» **Aim of the task**: Write out only the tail of the records, beginning at the line containing "Where in the photo above do you see the index" and including the last line, exactly as written.

## Begin Data supplied

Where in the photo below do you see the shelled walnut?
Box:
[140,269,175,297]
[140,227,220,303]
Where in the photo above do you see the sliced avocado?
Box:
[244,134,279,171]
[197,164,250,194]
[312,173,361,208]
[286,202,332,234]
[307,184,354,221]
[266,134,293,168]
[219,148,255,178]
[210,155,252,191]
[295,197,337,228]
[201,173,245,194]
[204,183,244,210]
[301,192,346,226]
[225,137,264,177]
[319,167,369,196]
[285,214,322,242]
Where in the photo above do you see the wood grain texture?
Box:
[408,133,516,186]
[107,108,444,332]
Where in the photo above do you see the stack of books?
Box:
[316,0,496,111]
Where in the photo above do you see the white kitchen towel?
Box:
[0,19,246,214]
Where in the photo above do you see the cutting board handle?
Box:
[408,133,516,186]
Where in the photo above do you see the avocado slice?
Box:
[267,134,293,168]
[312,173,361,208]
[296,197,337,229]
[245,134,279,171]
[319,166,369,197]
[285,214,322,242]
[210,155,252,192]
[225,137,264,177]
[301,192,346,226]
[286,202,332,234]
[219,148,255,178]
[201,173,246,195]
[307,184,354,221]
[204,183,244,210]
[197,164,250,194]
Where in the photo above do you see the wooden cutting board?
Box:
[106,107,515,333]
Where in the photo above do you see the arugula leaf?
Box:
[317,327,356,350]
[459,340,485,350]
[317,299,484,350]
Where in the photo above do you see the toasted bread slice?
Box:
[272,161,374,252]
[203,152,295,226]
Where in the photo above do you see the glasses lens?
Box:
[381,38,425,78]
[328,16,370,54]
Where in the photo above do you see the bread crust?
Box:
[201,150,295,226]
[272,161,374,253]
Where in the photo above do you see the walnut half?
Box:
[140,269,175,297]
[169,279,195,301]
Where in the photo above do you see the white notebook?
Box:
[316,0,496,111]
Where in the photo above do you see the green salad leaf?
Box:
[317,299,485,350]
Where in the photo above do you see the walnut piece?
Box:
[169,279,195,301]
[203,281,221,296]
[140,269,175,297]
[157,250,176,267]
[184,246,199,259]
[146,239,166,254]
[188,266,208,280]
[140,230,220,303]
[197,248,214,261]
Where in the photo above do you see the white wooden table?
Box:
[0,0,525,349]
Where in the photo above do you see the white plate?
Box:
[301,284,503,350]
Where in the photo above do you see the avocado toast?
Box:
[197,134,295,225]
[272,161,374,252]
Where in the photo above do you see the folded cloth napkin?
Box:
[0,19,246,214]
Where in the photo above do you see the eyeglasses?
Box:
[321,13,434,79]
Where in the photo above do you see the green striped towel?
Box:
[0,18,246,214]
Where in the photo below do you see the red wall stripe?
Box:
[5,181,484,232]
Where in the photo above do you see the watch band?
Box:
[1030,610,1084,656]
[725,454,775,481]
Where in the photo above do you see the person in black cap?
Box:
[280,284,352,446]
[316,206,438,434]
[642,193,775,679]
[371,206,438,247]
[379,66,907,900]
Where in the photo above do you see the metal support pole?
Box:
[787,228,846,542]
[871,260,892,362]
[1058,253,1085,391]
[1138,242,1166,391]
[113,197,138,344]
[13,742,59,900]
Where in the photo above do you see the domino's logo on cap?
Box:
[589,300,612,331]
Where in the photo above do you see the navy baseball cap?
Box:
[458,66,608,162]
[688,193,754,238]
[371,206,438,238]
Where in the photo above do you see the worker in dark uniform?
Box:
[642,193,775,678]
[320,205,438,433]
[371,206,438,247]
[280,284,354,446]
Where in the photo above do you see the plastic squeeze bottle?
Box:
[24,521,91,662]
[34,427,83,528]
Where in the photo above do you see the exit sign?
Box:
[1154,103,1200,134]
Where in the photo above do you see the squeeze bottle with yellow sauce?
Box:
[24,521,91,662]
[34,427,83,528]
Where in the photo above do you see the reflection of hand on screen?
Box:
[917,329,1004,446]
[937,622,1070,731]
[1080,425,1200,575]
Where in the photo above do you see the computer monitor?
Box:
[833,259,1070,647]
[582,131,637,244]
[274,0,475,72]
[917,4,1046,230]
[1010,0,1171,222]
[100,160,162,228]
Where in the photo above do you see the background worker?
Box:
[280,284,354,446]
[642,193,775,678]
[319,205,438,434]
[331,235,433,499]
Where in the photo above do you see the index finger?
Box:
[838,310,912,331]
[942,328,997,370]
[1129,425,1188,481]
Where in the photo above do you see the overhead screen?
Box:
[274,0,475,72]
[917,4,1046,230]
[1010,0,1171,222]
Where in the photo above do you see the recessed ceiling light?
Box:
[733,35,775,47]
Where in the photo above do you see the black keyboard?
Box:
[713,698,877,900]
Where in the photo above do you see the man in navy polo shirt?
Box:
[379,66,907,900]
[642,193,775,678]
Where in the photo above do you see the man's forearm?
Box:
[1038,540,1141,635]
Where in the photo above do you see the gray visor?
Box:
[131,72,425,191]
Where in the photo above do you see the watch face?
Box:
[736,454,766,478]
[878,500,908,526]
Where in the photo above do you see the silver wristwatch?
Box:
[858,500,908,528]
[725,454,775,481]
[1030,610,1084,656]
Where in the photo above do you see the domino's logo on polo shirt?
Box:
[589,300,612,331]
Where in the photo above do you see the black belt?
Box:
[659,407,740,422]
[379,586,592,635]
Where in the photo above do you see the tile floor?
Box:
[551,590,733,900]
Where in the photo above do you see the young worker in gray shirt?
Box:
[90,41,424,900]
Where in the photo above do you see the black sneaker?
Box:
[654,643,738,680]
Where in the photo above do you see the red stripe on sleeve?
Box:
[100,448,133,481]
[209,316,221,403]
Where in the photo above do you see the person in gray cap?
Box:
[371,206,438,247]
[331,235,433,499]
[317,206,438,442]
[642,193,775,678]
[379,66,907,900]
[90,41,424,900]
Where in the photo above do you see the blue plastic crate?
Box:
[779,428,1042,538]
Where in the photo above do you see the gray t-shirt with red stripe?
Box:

## End Data supplied

» **Solution to this problem**:
Where in the photo above do you see the index finger?
Box:
[838,310,912,331]
[942,328,997,370]
[1129,425,1188,481]
Where in the photo above do you see the overhead screen?
Box:
[274,0,475,72]
[917,4,1046,230]
[1010,0,1171,222]
Where in the photo above do you see the recessed ceiling light?
Box:
[733,35,775,47]
Where in the photo above do you see the black keyboard?
Box:
[713,698,877,900]
Where in the photo above do you see the man in navy polo shirt?
Box:
[379,66,907,900]
[642,193,775,678]
Where in the photo above do you see the man's forearm?
Box:
[1038,540,1141,635]
Where in the photo above do you see the gray visor?
Box:
[131,72,425,191]
Where in the photo above do you see the watch face?
Box:
[736,454,766,478]
[878,500,908,526]
Where in the photo above do you see the silver wristwatch?
Box:
[858,500,908,528]
[725,454,775,481]
[1030,610,1084,656]
Where in the photo above do you see the domino's logo on polo shirt?
Box:
[589,300,612,331]
Where in the photo above do you see the black belt?
Box:
[659,407,740,422]
[379,586,592,635]
Where in the photo above do you see the tile floor?
Box:
[551,590,733,900]
Where in the photo above do you see the young worker in gray shirt?
Box:
[90,41,424,900]
Where in the photo above do you see the black sneaker?
Box:
[654,643,738,680]
Where in the photo above do you see the red stripe on sleeve?
Box:
[100,448,133,481]
[209,316,221,403]
Where in the photo above do you see the person in gray cap?
Box:
[371,206,438,247]
[331,235,433,499]
[317,206,438,442]
[642,193,775,678]
[379,66,907,900]
[90,41,424,900]
Where in the photo above do you see the blue plastic crate?
Box:
[779,428,1042,538]
Where in the photo above do you see the gray t-shirt with red stripe?
Box:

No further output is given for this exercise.